YOUR TASK.
Tally the lines in the data below in which the word "wooden" occurs, then give only the total.

BEGIN MATERIAL FOR THE TASK

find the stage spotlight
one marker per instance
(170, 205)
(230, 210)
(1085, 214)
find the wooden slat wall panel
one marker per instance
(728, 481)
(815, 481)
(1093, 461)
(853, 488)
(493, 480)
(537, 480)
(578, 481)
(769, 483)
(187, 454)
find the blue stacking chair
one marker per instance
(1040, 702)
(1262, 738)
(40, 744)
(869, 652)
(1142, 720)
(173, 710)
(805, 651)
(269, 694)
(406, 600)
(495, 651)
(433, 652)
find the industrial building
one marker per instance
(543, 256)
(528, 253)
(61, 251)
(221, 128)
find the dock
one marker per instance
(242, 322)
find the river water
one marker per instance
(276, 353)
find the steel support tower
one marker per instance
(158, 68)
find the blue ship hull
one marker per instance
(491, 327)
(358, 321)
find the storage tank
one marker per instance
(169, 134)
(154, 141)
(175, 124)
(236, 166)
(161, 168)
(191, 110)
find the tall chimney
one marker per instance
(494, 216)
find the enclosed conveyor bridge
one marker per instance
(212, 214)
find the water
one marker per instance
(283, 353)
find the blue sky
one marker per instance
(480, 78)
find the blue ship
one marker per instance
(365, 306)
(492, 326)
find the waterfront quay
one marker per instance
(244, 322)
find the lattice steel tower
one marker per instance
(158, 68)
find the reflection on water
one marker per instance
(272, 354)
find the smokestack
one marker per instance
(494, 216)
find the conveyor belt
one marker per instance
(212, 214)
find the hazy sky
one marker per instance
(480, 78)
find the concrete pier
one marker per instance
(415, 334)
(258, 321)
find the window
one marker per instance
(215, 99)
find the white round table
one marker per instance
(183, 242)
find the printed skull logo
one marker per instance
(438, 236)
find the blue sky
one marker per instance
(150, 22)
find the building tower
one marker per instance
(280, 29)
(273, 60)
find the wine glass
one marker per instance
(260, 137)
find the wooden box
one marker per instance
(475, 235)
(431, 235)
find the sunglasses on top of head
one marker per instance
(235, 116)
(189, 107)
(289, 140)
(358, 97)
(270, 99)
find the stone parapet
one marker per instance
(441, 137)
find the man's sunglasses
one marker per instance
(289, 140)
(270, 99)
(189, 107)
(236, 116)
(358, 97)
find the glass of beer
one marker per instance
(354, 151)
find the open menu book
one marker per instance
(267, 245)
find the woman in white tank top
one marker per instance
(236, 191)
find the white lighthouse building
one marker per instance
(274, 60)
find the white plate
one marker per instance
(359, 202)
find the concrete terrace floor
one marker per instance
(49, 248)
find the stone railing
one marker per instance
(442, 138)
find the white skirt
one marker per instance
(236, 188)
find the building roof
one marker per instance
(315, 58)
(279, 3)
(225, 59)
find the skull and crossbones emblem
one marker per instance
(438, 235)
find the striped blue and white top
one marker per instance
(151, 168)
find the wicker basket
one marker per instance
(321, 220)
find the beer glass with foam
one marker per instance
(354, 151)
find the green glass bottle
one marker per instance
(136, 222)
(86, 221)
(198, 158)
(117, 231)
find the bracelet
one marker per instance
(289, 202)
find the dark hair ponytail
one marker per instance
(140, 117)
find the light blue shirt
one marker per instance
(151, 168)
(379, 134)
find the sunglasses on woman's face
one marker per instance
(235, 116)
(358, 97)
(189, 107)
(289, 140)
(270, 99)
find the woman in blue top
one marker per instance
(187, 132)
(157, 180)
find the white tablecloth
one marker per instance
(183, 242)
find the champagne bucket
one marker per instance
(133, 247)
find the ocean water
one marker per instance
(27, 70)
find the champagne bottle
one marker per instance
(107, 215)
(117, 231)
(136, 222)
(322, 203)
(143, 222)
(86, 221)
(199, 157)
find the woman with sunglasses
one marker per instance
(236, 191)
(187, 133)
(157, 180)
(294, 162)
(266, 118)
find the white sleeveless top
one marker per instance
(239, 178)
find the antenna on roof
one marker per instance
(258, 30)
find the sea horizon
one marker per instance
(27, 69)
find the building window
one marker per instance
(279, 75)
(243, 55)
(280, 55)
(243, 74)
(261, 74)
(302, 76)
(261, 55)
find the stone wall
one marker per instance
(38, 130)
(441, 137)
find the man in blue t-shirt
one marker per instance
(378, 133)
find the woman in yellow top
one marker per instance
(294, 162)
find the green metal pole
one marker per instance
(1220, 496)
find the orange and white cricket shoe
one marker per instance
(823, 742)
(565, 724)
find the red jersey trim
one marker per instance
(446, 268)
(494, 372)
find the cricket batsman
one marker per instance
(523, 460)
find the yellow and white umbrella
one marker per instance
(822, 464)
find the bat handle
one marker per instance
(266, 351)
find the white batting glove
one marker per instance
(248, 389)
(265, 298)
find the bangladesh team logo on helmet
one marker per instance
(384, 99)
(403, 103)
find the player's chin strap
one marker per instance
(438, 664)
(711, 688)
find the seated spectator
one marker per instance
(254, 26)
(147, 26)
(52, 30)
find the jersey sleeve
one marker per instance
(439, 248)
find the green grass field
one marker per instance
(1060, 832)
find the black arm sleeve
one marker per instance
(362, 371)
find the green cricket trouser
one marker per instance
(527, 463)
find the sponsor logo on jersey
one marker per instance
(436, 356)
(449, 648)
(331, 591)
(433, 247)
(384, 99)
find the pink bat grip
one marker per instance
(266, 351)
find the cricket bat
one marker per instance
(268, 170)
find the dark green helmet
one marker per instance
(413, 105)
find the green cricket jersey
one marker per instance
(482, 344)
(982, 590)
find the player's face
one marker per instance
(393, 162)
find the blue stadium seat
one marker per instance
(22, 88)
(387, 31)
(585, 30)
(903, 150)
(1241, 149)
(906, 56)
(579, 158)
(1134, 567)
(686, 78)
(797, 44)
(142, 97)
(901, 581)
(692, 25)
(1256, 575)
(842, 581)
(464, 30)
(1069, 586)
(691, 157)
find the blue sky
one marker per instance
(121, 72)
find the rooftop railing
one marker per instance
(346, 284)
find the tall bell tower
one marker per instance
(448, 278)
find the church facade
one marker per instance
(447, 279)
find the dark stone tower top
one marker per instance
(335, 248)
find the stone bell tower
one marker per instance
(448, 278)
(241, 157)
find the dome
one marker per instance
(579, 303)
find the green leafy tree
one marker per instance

END MATERIAL FOR THE TASK

TASK RESULT.
2